**** Excerpt ****

“Society Must Hold Offenders Responsible, Not Punish Victims” (By: Michele Babcock-Nice)

Mother Nature Crying (Retrieved from http://www.free-hdwallpapers.com/wallpaper/abstract/mother-nature-crying/22445, January 11, 2014)

Mother Nature Crying (Retrieved from http://www.free-hdwallpapers.com/wallpaper/abstract/mother-nature-crying/22445, January 11, 2014)

Very often in our society, we are informed of criminal offenders who are held responsible and accountable for their actions.  There are those in our society who work hard to see to it that perpetrators of crimes are brought to justice, that they are removed from the greater society for a period of time, and so that, potentially, they do not commit the same or similar types of crimes in the future.  There are many people, such as a police officers, attorneys, prosecutors, and judges whose hearts and minds are in the right place when it comes to holding responsible and accountable those who commit crimes, particularly violent crimes, including sex crimes.

**** Given data ****

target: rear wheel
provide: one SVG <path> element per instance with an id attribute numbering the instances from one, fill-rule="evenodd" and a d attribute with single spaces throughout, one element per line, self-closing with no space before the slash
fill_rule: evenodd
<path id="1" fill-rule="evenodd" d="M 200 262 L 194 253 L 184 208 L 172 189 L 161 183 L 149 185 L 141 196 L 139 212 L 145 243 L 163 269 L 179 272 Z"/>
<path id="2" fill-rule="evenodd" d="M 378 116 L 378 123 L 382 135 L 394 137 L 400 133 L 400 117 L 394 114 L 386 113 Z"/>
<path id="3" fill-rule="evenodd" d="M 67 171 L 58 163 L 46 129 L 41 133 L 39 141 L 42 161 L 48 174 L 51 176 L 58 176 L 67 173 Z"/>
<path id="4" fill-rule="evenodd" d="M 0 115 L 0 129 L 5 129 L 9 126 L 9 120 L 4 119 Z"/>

****

• Instructions:
**a.** In the essay on holding offenders responsible, why are perpetrators of crimes removed from the greater society for a period of time?
**b.** Copy the passage of the essay on holding offenders responsible from "Very often in" up to and including "including sex crimes.", substituting "community" for "society" each time it appears.

• Worked answers:
**a.** They are removed so that they potentially do not commit the same or similar types of crimes in the future.

**b.**
Very often in our community, we are informed of criminal offenders who are held responsible and accountable for their actions.  There are those in our community who work hard to see to it that perpetrators of crimes are brought to justice, that they are removed from the greater community for a period of time, and so that, potentially, they do not commit the same or similar types of crimes in the future.  There are many people, such as a police officers, attorneys, prosecutors, and judges whose hearts and minds are in the right place when it comes to holding responsible and accountable those who commit crimes, particularly violent crimes, including sex crimes.